PAGE EXCERPT:
□ □ □
Madoff, the Sequel: Petters Convicted for Huge Ponzi Scheme

By Tanya Roth, Esq. on December 21, 2009 | Last updated on March 21, 2019

The DOJ shook off a major loss in November’s Bear-Stearns financial fraud verdict with a big win in a Minnesota courtroom earlier this month. Businessman Thomas Petters was found guilty of perpetrating a $3.65 billion dollar fraud and may be looking at a life behind bars. The jury found Petters guilty on all 20 counts of fraud, conspiracy and money laundering thanks in part to damning evidence delivered by several ex-colleagues.

Petters ran a classic Ponzi scheme which used money raised from hedge funds like Ritchie Capital Management, in for a $100 million loan to Petters and Lancelot Investment Management, who handed over $1.5 billion. Petters was supposed to use this money to purchase overstock or goods from collapsing retailers and resell it to companies like WalMart and CostCo. As we have come to expect, no resale actually took place and the money was funneled to previous investors and to Petters' predictably lavish lifestyle.
□ □ □
Detection annotation records:
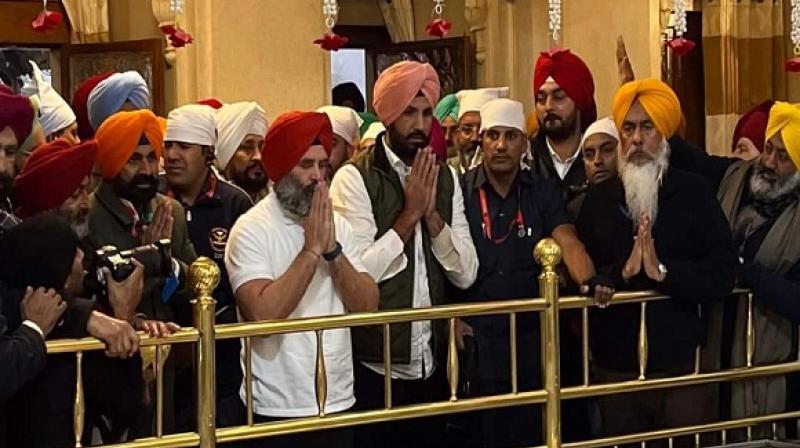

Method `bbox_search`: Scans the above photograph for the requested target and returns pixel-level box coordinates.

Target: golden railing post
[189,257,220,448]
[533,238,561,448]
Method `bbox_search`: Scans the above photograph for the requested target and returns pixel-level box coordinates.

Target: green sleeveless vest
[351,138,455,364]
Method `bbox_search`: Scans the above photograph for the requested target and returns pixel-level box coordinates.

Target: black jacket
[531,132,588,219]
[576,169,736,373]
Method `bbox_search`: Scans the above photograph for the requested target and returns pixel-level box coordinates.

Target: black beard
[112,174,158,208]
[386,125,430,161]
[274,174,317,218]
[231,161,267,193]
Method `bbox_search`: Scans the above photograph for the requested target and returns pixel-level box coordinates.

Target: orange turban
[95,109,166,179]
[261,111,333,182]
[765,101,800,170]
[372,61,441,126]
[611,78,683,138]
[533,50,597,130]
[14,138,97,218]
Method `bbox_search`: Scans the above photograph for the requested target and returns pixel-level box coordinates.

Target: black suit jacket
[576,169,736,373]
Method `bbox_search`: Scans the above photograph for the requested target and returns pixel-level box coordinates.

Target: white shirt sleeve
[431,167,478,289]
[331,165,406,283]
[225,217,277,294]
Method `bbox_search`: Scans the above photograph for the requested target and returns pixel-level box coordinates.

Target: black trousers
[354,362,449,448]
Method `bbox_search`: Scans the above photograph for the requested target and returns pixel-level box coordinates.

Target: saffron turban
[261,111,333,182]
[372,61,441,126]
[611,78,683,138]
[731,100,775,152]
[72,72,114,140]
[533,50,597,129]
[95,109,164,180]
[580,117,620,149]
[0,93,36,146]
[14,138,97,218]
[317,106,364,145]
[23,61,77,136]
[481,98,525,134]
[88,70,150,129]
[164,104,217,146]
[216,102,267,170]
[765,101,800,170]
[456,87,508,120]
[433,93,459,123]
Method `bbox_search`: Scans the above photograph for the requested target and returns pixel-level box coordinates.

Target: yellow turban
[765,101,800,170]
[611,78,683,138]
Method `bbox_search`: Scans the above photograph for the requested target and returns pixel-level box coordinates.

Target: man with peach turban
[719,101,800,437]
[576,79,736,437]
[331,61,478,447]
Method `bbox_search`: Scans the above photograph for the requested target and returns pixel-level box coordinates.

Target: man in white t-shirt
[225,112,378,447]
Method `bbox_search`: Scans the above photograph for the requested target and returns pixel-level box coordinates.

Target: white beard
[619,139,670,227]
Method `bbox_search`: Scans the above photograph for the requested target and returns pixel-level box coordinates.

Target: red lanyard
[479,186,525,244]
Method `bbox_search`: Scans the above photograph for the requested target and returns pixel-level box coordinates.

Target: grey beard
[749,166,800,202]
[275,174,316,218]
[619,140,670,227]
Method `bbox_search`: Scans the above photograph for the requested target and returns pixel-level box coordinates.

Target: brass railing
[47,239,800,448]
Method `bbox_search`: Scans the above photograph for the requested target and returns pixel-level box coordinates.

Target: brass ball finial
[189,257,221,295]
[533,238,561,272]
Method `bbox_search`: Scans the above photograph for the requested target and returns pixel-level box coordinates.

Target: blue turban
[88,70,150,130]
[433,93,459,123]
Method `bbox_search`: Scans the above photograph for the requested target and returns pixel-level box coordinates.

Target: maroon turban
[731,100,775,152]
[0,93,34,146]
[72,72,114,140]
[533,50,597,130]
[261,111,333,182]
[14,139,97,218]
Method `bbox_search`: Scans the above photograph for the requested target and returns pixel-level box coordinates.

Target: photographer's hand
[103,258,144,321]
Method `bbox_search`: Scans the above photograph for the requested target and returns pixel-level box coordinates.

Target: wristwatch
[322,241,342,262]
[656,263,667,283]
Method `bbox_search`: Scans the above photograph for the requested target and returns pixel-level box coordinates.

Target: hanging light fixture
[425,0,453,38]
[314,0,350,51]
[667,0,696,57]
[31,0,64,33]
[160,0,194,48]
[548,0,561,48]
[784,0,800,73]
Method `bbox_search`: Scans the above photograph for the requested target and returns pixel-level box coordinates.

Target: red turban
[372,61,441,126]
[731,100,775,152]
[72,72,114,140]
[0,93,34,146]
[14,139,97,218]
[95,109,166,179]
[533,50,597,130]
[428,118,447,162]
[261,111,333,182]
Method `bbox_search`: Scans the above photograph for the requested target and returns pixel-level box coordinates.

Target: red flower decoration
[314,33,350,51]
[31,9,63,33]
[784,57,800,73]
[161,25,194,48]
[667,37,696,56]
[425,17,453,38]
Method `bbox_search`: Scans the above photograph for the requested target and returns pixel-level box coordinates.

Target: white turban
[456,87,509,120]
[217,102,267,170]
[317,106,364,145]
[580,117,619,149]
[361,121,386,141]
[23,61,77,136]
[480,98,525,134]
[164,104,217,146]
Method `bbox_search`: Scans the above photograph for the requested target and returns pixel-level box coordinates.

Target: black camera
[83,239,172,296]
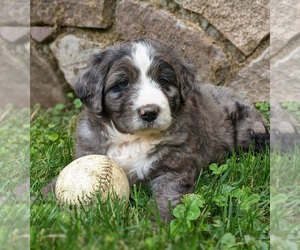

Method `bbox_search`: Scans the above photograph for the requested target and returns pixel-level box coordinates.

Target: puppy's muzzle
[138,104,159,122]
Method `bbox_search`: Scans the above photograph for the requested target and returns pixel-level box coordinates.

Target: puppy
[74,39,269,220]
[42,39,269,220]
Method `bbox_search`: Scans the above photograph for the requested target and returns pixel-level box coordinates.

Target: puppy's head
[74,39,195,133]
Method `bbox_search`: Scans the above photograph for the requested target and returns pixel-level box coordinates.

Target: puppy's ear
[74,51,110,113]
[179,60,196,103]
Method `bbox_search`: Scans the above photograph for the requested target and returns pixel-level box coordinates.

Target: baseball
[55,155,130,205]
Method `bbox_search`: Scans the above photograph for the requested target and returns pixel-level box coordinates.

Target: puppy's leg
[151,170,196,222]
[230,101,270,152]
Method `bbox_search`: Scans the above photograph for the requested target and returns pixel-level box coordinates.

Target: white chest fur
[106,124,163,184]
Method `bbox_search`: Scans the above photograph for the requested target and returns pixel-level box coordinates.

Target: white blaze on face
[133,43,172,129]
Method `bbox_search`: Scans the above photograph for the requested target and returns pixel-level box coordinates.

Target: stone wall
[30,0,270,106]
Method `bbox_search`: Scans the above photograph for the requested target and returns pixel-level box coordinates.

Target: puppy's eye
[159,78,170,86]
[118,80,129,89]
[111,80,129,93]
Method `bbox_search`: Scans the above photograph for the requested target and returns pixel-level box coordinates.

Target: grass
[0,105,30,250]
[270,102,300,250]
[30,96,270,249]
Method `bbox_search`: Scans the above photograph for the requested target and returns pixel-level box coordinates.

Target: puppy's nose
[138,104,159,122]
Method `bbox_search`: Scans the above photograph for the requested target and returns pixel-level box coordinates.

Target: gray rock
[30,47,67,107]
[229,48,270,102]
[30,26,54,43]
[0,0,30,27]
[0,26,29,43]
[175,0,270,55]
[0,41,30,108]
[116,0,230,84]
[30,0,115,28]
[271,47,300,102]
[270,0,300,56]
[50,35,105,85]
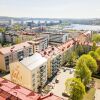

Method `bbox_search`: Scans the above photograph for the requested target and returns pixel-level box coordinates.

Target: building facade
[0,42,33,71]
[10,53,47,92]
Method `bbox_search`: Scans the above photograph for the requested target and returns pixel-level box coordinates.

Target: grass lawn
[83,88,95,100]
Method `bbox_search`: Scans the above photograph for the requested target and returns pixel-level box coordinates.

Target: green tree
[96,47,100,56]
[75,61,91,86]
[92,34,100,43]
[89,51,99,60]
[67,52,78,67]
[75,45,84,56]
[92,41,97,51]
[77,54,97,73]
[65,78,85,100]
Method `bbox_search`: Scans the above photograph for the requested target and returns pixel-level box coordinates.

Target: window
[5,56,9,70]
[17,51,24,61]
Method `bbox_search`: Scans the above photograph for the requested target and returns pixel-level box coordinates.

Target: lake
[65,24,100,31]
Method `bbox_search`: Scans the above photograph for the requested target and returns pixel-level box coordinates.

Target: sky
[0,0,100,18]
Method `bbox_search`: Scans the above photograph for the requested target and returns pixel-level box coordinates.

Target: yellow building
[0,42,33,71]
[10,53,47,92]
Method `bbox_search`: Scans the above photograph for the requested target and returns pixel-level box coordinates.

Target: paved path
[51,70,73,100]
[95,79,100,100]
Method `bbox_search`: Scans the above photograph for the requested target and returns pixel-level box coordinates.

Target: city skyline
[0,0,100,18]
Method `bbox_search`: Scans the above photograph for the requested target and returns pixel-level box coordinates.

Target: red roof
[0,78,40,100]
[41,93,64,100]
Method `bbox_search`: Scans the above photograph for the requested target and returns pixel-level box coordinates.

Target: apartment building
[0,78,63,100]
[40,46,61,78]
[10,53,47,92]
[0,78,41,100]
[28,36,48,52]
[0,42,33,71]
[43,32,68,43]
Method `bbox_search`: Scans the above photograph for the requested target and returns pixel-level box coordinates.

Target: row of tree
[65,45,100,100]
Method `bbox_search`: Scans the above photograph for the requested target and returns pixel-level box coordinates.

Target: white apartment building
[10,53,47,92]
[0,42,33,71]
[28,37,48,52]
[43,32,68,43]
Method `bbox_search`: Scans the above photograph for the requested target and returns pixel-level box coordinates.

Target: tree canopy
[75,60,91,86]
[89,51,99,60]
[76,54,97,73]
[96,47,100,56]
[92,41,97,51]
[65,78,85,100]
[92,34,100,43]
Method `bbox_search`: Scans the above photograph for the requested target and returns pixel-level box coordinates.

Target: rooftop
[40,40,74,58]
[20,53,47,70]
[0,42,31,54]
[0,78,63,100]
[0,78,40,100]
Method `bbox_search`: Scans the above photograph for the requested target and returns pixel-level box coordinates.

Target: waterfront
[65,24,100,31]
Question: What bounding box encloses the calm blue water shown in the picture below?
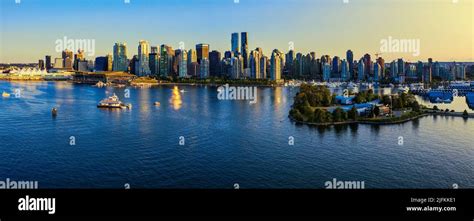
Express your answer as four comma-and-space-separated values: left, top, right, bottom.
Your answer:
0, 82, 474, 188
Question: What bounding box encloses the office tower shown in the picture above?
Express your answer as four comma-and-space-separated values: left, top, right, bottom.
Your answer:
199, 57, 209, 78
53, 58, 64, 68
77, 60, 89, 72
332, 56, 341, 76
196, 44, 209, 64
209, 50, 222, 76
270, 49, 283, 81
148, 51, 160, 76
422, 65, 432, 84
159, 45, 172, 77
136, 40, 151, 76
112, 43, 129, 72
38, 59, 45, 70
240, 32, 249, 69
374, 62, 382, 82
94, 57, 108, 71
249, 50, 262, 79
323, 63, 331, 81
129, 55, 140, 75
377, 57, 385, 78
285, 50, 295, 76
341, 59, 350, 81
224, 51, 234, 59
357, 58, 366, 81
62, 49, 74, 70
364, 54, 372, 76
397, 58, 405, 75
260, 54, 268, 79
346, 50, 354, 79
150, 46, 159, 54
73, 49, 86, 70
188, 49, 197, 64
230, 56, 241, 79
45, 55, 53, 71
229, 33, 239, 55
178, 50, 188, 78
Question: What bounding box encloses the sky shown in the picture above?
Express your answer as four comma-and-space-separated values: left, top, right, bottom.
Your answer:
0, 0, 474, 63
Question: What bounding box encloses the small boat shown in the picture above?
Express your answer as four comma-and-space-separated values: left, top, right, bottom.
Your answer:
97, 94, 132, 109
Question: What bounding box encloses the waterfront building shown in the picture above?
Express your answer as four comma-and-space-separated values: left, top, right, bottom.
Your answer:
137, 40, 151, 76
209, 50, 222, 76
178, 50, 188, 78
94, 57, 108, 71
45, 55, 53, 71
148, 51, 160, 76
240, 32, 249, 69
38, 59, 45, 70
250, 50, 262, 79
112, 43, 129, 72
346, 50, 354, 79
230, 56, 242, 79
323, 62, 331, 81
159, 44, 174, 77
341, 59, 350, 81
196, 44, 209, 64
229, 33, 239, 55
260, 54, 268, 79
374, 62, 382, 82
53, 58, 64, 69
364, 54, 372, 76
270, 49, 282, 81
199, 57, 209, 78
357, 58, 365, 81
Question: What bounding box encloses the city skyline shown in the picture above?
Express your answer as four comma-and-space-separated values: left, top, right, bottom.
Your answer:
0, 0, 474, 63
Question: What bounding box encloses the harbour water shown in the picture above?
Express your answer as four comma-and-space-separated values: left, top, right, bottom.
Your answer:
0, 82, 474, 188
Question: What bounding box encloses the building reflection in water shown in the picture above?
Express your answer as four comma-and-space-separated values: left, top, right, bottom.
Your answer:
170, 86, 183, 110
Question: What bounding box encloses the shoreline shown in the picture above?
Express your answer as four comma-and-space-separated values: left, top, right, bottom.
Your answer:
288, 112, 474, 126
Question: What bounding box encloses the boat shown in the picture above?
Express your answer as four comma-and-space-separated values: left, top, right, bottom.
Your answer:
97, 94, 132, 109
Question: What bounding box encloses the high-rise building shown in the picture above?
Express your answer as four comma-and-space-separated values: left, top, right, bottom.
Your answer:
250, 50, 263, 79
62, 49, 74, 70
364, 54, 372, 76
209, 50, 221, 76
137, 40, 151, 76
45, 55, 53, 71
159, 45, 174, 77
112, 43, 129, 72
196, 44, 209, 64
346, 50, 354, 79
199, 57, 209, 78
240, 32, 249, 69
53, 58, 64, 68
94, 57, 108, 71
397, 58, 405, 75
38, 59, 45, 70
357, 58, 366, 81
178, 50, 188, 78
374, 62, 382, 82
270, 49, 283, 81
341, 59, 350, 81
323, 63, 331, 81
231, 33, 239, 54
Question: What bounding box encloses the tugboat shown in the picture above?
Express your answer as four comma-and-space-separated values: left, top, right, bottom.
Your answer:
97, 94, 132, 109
□ □ □
WORK TO DO:
**1)** Count the lines in the records that contain the string "shirt", treating uppercase and lowercase as different. Reply with the number only.
**2)** Extend the article on the Thomas Petters Ponzi scheme conviction, picking up right after its last sentence.

THE RESULTS:
**1)** 2

**2)**
The fraud was exposed by ex-associate Deanna Coleman in 2008. Coleman approached the Minneapolis U.S. Attorney with information about the fraud including her role in it and agreed to wear a wire to capture conversations with Petters. She was a leading figure in the 42 witness parade the government lead against Petters. On the tapes the government attorneys played at trial, Petters succinctly summed it up, "This is one big [expletive] fraud." Coleman plead guilty to conspiracy to commit fraud 

Defense attorneys claimed that Petters too, was another a victim of the fraud actually spearheaded by others in the company. Distracted by the murder of his son in 2004 and by the purchase of other, more legitimate companies, Petters allowed his main business to be hijacked by these employees. The jury didn't buy it.

After his 2008 arrest, much of Petters' property and holdings were placed into bankruptcy. His major asset, Polaroid, Inc., has already been sold, but less than $200 million has been recovered for his creditors and victims so far. 

Sentencing and appeals will follow.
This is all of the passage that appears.